> [TASK REQUIREMENTS]:
The expected output is every entry, copied exactly.

Content starts

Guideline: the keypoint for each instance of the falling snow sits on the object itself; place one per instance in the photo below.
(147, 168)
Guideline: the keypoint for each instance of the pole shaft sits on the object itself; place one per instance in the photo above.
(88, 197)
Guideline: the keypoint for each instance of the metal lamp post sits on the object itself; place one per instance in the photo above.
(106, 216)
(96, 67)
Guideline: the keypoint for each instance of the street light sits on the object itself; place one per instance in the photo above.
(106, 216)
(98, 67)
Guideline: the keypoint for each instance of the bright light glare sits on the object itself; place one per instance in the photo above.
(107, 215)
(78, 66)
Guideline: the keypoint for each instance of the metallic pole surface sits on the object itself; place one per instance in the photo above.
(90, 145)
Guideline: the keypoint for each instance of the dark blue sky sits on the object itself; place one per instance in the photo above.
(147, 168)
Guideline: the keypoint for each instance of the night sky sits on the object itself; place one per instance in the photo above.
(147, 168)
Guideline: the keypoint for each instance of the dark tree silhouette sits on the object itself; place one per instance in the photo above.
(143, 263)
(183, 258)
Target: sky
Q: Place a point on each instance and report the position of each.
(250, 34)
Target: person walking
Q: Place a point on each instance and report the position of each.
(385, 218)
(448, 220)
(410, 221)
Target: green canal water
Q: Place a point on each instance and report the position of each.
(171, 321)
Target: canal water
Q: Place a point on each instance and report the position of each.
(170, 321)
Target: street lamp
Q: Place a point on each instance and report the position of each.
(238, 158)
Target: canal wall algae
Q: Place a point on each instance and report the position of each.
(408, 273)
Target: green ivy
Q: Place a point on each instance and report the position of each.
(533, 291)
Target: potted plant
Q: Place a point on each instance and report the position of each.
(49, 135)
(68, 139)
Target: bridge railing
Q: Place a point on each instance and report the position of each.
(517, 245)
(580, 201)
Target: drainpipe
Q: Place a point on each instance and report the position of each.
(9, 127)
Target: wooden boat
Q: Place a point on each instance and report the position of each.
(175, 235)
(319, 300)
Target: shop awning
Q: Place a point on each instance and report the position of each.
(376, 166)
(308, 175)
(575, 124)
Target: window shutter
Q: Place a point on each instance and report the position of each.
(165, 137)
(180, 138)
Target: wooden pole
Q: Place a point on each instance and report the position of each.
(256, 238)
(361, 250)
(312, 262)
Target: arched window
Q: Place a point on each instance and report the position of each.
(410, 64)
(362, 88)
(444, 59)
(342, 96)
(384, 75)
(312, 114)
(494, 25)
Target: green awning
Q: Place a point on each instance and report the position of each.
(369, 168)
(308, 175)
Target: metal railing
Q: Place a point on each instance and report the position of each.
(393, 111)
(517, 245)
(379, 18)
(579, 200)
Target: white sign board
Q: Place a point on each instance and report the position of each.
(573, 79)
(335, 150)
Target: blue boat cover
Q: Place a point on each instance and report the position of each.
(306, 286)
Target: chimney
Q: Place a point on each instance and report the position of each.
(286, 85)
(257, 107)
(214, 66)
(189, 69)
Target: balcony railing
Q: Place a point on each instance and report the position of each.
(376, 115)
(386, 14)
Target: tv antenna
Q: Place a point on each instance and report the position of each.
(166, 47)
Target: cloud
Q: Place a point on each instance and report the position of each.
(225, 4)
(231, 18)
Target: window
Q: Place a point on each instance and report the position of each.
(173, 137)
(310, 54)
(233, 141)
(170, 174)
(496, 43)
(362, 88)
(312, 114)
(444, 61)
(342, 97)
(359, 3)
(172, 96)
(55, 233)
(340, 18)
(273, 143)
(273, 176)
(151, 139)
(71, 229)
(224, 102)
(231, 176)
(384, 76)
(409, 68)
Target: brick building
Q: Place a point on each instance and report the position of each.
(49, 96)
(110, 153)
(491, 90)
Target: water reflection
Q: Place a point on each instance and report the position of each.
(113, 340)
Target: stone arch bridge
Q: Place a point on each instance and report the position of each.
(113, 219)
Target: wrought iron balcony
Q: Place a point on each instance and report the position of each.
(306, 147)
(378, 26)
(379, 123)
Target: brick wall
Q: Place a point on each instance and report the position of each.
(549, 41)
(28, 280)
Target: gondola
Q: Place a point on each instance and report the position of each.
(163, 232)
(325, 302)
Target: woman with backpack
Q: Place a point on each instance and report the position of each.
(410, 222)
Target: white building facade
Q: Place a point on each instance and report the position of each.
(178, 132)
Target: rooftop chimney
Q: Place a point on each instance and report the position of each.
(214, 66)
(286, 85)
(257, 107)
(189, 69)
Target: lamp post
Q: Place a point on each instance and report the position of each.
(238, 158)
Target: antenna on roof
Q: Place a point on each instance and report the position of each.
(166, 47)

Content ends

> [EXERCISE RESULT]:
Guideline: the keypoint for each instance of the falling snow sits on the object itself; place one per instance in the photo below.
(147, 168)
Guideline: the keypoint for each instance of the pole shaft sits on the object itself; place one per instance in the photo above.
(88, 197)
Guideline: the keypoint for each instance of the metal lamp post sits on the object itself; place one per instance in the photo above.
(106, 216)
(96, 67)
Guideline: the keypoint for each instance of the street light sits on the object itself; place one per instance in the photo above.
(106, 216)
(98, 67)
Guideline: the keypoint for each instance of the bright light glare sits on the object itself; place one per instance in the photo above.
(107, 215)
(78, 66)
Guideline: the keypoint for each instance of the metallic pole surface sits on the object itself; place one per instance in the photo above.
(90, 145)
Guideline: the keypoint for each instance of the dark blue sky sits on the object itself; place one per instance in the photo above.
(147, 168)
Guideline: the keypoint for each instance of the night sky sits on the object itself; place one per instance in the photo above.
(147, 168)
Guideline: the keypoint for each instance of the dark tree silhouette sits on the object itself; place one per instance in the photo above.
(143, 263)
(183, 258)
Target: sky
Q: Place a point on each instance and report the position of each.
(250, 34)
Target: person walking
Q: Place a point on each instance and report the position of each.
(385, 218)
(448, 220)
(410, 221)
Target: green canal water
Q: Place a point on each instance and report the position of each.
(171, 321)
Target: canal water
Q: Place a point on each instance and report the position of each.
(170, 321)
Target: street lamp
Q: Place a point on each instance and report the position of each.
(238, 158)
Target: canal wall algae
Q: Place a point on each instance and report the position of each.
(408, 273)
Target: green ivy
Q: Place a point on each instance and report the position of each.
(533, 291)
Target: potted plant
Q: Place a point on each instance and report the position of each.
(49, 135)
(68, 139)
Target: bridge railing
Q: Place a point on each instance and report the position of each.
(517, 245)
(580, 201)
Target: drainpipe
Q: Place a point on each instance and report the position of each.
(9, 127)
Target: wooden boat
Q: Place a point on each instance and report the position of each.
(175, 235)
(319, 300)
Target: shop awning
Q: Place a point on each instance and report the position of each.
(376, 166)
(308, 175)
(575, 124)
Target: window shutter
Q: Place a point on each instance and report the position of each.
(165, 137)
(180, 138)
Target: wooden pole
Q: Place a point on each instance and report the position of each.
(256, 238)
(361, 250)
(312, 262)
Target: arched window
Q: Place a point on each instance and report the position of each.
(410, 64)
(362, 88)
(444, 59)
(342, 96)
(384, 75)
(312, 114)
(494, 25)
Target: green awning
Q: Place a point on each instance and report the position of each.
(369, 168)
(308, 175)
Target: metal railing
Q: Place a point on each instance and report the position of each.
(393, 111)
(517, 245)
(379, 18)
(579, 200)
Target: white sign board
Q: Place a point on each instance and report the position of each.
(573, 79)
(335, 150)
Target: blue boat cover
Q: Place a point on each instance and report the position of each.
(306, 286)
Target: chimney
Q: Place a point on each instance and report the position of each.
(286, 85)
(257, 107)
(214, 66)
(189, 69)
Target: balcony railing
Q: Place a point on each instance and report the position of each.
(376, 115)
(386, 14)
Target: tv antenna
Q: Place a point on each instance and report the position of each.
(166, 47)
Target: cloud
Q: Place a point on each instance and report the position of each.
(225, 4)
(231, 18)
Target: window
Q: Place a point on each instance and report the position of each.
(173, 137)
(310, 54)
(233, 141)
(170, 174)
(496, 43)
(362, 88)
(312, 114)
(444, 61)
(342, 97)
(359, 3)
(172, 96)
(55, 233)
(340, 18)
(273, 143)
(273, 176)
(151, 139)
(71, 229)
(224, 102)
(231, 176)
(384, 76)
(409, 68)
Target: brick building
Q: Place a point on each instance and report the position of each.
(49, 96)
(110, 153)
(491, 90)
Target: water reflection
Q: Place a point on each instance and report the position of each.
(113, 340)
Target: stone arch bridge
Q: Place a point on each instance and report the position of each.
(113, 219)
Target: wrought iron balcony
Q: Place a point on each instance and report the position of each.
(306, 147)
(378, 26)
(379, 123)
Target: brick wall
Q: Place a point on each instance and report the position of each.
(549, 41)
(28, 280)
Target: gondola
Q: Place a point on each instance and report the position of each.
(163, 232)
(325, 302)
Target: woman with backpack
Q: Place a point on each instance and report the position of each.
(410, 222)
Target: white building facade
Q: Place a point on each instance and report the position of each.
(178, 132)
Target: rooftop chimney
Q: Place a point on each instance and report the position of each.
(214, 66)
(286, 85)
(257, 107)
(189, 69)
Target: lamp post
Q: Place a point on each instance and report the position of each.
(238, 158)
Target: antenna on roof
Q: Place a point on each instance and report the position of each.
(166, 47)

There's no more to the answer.